Source passage:
Many children in the United States grow up without the stable, consistent involvement of their biological fathers. Recent surveys show that 40 percent of children with nonresidential, biological fathers have not seen their fathers in at least one year, and an estimated two-thirds of nonresidential fathers do not pay child support. The implications of this trend are substantial, as these children are more likely to experience poverty, perform poorly in school, engage in criminal activity, and abuse drugs and alcohol. Among men in state prisons, 55 percent are fathers of children under the age of 18. Recent studies have shown that nearly 3 percent of U.S. children (2.1 million nationwide) under the age of 18 have fathers who are incarcerated. The effects of having an incarcerated parent on children may include impaired parent-child bonding and socioemotional development, as well as reactive behaviors and an intergenerational cycle of crime and incarceration. Rates of incarcerated fathers vary across racial groups. Studies show that while 1.2 percent of non-Hispanic white children have a father who is incarcerated, 3 5 percent of Hispanic children, and 9.1 percent of non-Hispanic black children have an incarcerated father.
As we begin to recognize the complexity of paternal involvement, as well as recent changes in fathering trends, policies, and programs have been developed to support fathers’ development and involvement in their children’s lives. A host of programs at the federal, state, and local levels aim to support positive fathering. At the federal level, for example, the Bush Administration’s Fatherhood Initiative, the Health and Human Services Department, and the Family and Youth Services Bureau have proposed programs to strengthen the role of the fathers, programs to assist noncustodial fathers become more involved in their children’s lives, and programs that provide mentoring for children of prisoners. See also Development, Emotional; Development, Social; Incarcerated Parents, Children of; Peers and Friends.
Further Readings: Lamb, M. E. (1975). Fathers: Forgotten contributors to child development. Human Development 4, 245-266; Tamis-LeMonda, C. S., and N. Cabrera, eds. (2002). Handbook of father involvement: Multidisciplinary perspectives. Mahwah, NJ: Erlbaum; Palkovitz, R. (2002). Involved fathering and men’s adult development. Mahwah, NJ: Erlbaum; Parke, R. D. (2002). Fathers and families. In M. H. Bornstein, ed., Handbook of Parenting. 2nd ed. Mahwah, NJ: Erlbaum, pp. 27-73.

Extracted entries:
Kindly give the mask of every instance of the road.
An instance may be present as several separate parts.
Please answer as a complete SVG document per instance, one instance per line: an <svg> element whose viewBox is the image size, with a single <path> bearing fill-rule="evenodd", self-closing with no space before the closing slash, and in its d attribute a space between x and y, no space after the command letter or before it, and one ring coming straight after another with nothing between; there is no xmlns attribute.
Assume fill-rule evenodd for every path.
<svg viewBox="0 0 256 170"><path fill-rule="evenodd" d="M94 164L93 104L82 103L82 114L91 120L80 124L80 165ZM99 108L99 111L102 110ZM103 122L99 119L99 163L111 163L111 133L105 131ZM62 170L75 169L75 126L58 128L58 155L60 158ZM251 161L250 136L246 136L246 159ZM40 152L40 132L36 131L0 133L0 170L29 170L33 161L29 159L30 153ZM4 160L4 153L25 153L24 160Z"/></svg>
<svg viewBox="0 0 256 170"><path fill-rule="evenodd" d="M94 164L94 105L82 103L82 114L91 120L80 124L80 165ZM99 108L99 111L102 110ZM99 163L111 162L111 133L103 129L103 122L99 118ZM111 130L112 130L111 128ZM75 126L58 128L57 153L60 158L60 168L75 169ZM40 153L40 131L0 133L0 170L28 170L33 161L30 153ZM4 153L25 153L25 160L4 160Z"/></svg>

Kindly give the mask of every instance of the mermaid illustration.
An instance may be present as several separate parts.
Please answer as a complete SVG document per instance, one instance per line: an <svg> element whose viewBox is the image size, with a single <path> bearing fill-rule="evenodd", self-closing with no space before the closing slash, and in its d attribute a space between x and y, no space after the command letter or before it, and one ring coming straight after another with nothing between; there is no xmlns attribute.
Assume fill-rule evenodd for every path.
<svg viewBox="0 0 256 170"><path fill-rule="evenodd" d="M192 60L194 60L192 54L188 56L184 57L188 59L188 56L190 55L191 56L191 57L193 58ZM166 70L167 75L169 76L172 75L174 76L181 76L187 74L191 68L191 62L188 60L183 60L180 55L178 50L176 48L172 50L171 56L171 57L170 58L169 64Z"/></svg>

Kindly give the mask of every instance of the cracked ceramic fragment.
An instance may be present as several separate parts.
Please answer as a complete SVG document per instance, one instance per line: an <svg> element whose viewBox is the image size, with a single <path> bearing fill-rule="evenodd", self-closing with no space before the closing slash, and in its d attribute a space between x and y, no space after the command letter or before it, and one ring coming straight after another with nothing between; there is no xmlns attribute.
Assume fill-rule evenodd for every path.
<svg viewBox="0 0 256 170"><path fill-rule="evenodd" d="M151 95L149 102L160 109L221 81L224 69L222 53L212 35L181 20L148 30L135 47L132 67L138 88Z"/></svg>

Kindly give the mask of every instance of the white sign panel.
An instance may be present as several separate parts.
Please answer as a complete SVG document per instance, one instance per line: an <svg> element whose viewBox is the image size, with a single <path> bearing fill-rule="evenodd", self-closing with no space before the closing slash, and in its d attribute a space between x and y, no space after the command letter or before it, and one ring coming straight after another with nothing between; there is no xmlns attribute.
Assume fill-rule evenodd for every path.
--
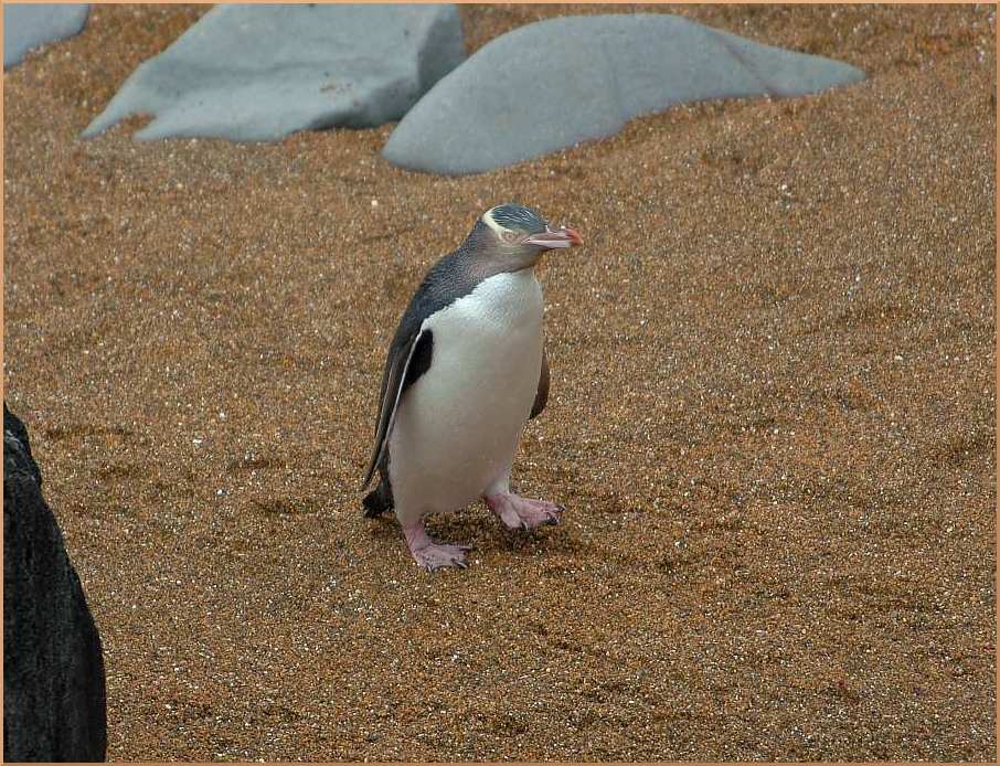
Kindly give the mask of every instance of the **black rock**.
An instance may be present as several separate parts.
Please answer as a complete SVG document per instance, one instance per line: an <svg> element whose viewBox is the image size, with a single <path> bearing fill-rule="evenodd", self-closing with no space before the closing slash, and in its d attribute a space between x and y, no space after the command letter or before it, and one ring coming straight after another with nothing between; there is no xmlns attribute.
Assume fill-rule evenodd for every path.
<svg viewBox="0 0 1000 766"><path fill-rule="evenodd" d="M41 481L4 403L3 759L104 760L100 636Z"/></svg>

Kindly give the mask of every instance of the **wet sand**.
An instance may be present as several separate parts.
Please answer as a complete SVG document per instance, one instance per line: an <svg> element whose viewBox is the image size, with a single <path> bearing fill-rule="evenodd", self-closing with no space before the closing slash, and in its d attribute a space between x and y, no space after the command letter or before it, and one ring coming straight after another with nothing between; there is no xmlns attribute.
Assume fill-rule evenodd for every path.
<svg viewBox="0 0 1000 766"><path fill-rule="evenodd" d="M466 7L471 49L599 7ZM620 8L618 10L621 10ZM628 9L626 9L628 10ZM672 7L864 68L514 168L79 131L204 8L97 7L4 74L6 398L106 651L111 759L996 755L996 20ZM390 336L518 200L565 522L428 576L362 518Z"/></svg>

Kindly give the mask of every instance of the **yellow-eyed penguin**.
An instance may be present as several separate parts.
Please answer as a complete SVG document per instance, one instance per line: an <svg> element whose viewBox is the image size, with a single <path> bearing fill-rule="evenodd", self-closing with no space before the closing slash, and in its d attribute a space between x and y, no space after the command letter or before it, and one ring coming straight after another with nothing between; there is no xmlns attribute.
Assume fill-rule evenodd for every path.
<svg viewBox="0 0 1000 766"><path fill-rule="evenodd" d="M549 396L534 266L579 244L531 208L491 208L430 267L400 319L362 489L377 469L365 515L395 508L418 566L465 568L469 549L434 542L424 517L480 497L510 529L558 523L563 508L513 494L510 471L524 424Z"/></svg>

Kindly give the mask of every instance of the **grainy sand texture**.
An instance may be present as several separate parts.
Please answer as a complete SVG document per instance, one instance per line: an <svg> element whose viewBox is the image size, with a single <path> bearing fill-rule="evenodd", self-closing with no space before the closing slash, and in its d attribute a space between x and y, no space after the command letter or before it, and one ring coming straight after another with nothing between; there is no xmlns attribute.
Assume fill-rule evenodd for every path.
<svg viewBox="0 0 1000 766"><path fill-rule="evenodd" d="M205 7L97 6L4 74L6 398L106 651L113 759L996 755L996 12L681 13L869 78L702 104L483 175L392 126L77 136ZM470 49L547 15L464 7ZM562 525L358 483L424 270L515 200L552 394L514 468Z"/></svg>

Assignment 1:
Using the text on fathers, answer these:
(a) What share of nonresidential fathers is estimated not to pay child support?
(b) Which federal department is listed among those that have proposed fatherhood programs?
(c) Who edited the second edition of the Handbook of Parenting cited in the further readings?
Assignment 2:
Echo the part of the text on fathers starting at "As we begin" and ending at "Peers and Friends.".

Answer box 1:
(a) An estimated two-thirds.
(b) The Health and Human Services Department.
(c) M. H. Bornstein.

Answer box 2:
As we begin to recognize the complexity of paternal involvement, as well as recent changes in fathering trends, policies, and programs have been developed to support fathers’ development and involvement in their children’s lives. A host of programs at the federal, state, and local levels aim to support positive fathering. At the federal level, for example, the Bush Administration’s Fatherhood Initiative, the Health and Human Services Department, and the Family and Youth Services Bureau have proposed programs to strengthen the role of the fathers, programs to assist noncustodial fathers become more involved in their children’s lives, and programs that provide mentoring for children of prisoners. See also Development, Emotional; Development, Social; Incarcerated Parents, Children of; Peers and Friends.